Extract each line of the material that follows exactly and omit its pictures.
* START SUPPLIED INFORMATION *
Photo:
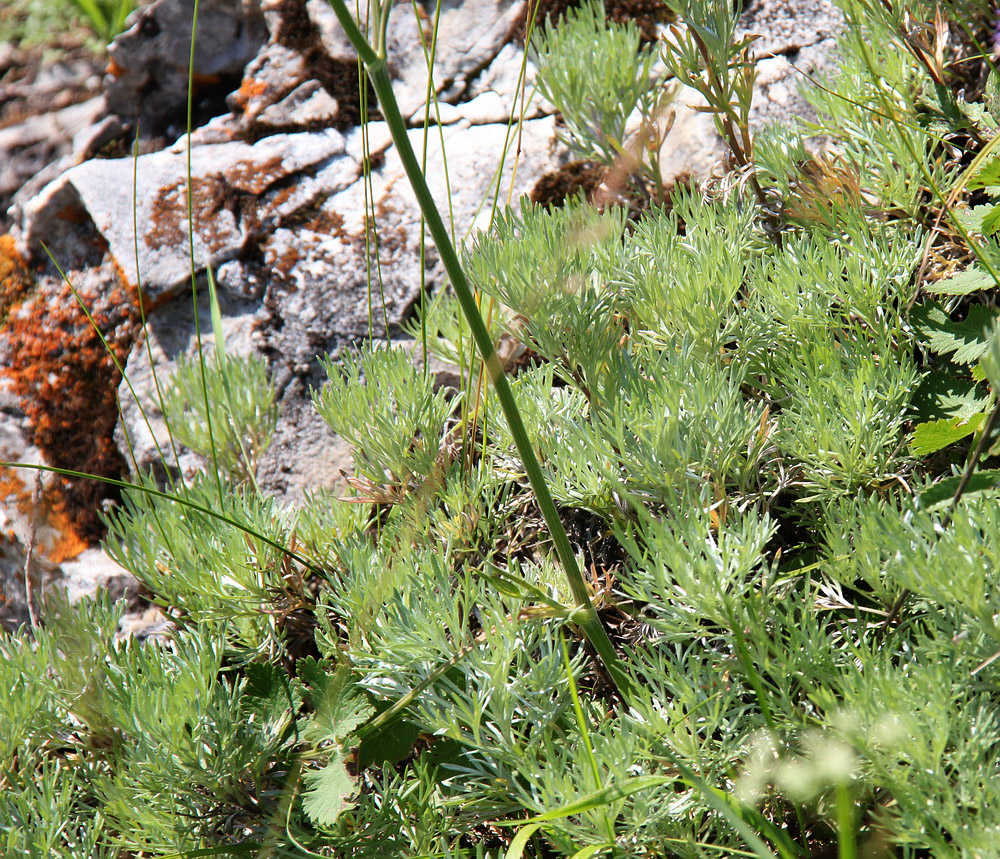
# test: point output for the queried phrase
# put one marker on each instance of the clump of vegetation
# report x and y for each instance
(766, 417)
(46, 23)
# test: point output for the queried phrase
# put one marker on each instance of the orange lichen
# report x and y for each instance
(55, 535)
(67, 383)
(249, 89)
(15, 279)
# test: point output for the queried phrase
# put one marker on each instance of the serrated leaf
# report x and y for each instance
(991, 96)
(991, 221)
(389, 745)
(328, 791)
(943, 395)
(988, 174)
(935, 435)
(269, 697)
(340, 708)
(965, 282)
(966, 341)
(940, 494)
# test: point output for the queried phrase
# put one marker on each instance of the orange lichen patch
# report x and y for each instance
(168, 217)
(55, 534)
(67, 384)
(15, 279)
(249, 89)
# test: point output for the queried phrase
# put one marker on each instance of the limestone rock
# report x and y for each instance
(240, 192)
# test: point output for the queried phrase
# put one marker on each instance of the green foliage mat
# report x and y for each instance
(765, 411)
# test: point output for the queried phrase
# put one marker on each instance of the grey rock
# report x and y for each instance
(142, 434)
(29, 146)
(307, 106)
(330, 288)
(148, 68)
(240, 191)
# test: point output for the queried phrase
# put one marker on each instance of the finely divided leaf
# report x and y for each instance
(963, 283)
(939, 495)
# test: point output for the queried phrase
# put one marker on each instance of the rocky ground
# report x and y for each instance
(282, 215)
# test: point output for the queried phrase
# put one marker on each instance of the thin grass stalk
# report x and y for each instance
(585, 616)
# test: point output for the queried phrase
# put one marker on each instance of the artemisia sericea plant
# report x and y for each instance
(374, 58)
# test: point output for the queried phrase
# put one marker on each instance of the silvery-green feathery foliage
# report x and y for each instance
(766, 410)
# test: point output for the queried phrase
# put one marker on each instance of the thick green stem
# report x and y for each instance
(586, 616)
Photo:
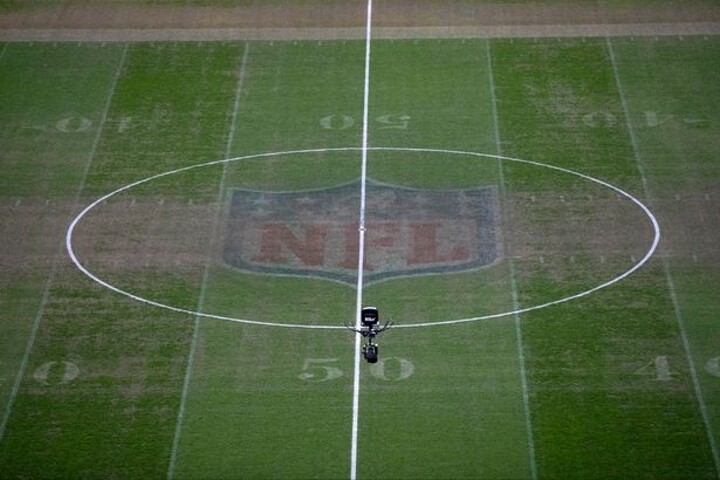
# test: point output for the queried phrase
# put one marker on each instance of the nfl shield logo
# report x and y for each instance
(408, 231)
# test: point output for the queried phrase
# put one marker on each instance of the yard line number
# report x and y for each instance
(659, 368)
(385, 122)
(389, 369)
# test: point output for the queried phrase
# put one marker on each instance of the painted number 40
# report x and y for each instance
(392, 369)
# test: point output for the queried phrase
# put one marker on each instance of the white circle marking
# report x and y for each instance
(651, 250)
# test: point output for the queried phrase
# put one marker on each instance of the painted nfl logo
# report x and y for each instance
(409, 231)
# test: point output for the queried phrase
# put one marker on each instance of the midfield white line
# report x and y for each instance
(666, 267)
(361, 248)
(54, 268)
(206, 272)
(513, 282)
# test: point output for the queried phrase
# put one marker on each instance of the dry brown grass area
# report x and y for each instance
(96, 20)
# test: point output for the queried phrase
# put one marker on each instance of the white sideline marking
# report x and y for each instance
(53, 270)
(513, 281)
(361, 248)
(620, 193)
(206, 271)
(666, 267)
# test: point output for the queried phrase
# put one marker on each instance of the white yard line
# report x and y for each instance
(666, 267)
(361, 247)
(206, 272)
(53, 271)
(513, 281)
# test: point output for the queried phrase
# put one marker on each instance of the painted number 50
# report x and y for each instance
(390, 369)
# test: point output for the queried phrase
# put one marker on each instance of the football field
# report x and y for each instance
(180, 258)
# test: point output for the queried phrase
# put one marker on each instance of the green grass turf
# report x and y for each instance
(611, 392)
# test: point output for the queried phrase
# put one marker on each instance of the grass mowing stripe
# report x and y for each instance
(666, 268)
(511, 272)
(53, 271)
(361, 246)
(206, 272)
* END SUPPLIED INFORMATION *
→ COMPLETE RESPONSE
Photo:
# test: point output for the queried phrase
# put one marker on each instance of the clump of vegetation
# report x and y for each instance
(766, 417)
(46, 23)
# test: point output for the queried phrase
# put one marker on each instance of the orange lichen
# report x and y for each instance
(55, 535)
(67, 383)
(249, 89)
(15, 279)
# test: point output for the queried phrase
# put one marker on each instance of the serrated leaf
# report x and y for each instance
(991, 96)
(991, 221)
(389, 745)
(328, 791)
(943, 395)
(988, 174)
(935, 435)
(269, 697)
(340, 708)
(965, 282)
(966, 341)
(940, 494)
# test: point output for the queried phrase
# put one marker on each instance of the orange lichen patch
# report x and y for each instance
(168, 217)
(55, 534)
(67, 384)
(15, 279)
(249, 89)
# test: point output for the queried phrase
# put one marker on each instance of the limestone rock
# report x and y for each instance
(240, 192)
# test: point output for the queried phrase
# put one marker on each instance of the green foliage mat
# report x and y for each instance
(765, 411)
# test: point output for the queried phrase
# put one marker on each instance of the grey rock
# report x and y for each instance
(142, 434)
(29, 146)
(307, 106)
(330, 288)
(148, 68)
(240, 191)
# test: point output for the queried phrase
# put one marker on each instance of the finely divided leaf
# report x and y for each instance
(963, 283)
(939, 495)
# test: point output for the queried phrase
# put one marker on each instance of the rocky ground
# report x and y for each instance
(282, 215)
# test: point output for the queried phrase
# put one marker on each instance of the thin grass stalk
# report x and y for each instance
(585, 616)
# test: point output for the queried phrase
# put one marker on each instance of the artemisia sericea plant
# report x and y for each instance
(374, 58)
# test: point output for the queried phrase
# put one marker on each instance of the silvery-green feathery foliage
# report x and y for each instance
(766, 410)
# test: point output for the queried phrase
# put one marker on each instance of the thick green stem
# report x and y for each instance
(586, 616)
Photo:
# test: point output for the queried phrase
# put one marker on each instance of the nfl shield logo
# report x and y for each instance
(408, 231)
# test: point output for the queried phrase
# put one marker on each instance of the yard line number
# report x and y for each instance
(659, 368)
(385, 122)
(389, 369)
# test: point output for the queried phrase
# put one marker on each instance of the painted number 40
# report x and y for each instance
(392, 369)
# test: point output for the queried phrase
# put one marker on each instance of the white circle marking
# report x and y for each instance
(651, 250)
# test: point output for the queried phrase
# put one marker on each instance of the painted nfl logo
# report x and y for each instance
(409, 231)
# test: point output for the queried phrase
# put one marker on each instance of the midfield white line
# report x and y for each instance
(666, 267)
(361, 248)
(54, 268)
(206, 272)
(513, 282)
# test: point output for the queried phrase
# put one marker on each instance of the dry brown grass area
# report x and y for each instance
(96, 20)
# test: point output for the queried phrase
# put one marker on each instance of the white sideline marking
# report x and y for each instance
(53, 270)
(513, 281)
(361, 248)
(620, 193)
(206, 271)
(666, 267)
# test: point output for the queried phrase
# put one marker on each instance of the white yard line
# report x and y for each instance
(666, 267)
(361, 247)
(206, 272)
(53, 271)
(513, 281)
# test: point output for the queried phrase
# put one marker on each instance of the painted number 50
# report x and y for each instance
(390, 369)
# test: point output for the queried phrase
# put one marker on each instance of the football field
# report x and y for each instance
(180, 258)
# test: point output for the queried phrase
# put one marker on each instance of the green grass turf
# report x and y for each instance
(611, 392)
# test: point output for the queried phrase
# put one marker on each instance of the grass mowing stripe
# report x and y for each instance
(666, 268)
(511, 272)
(53, 271)
(361, 246)
(206, 272)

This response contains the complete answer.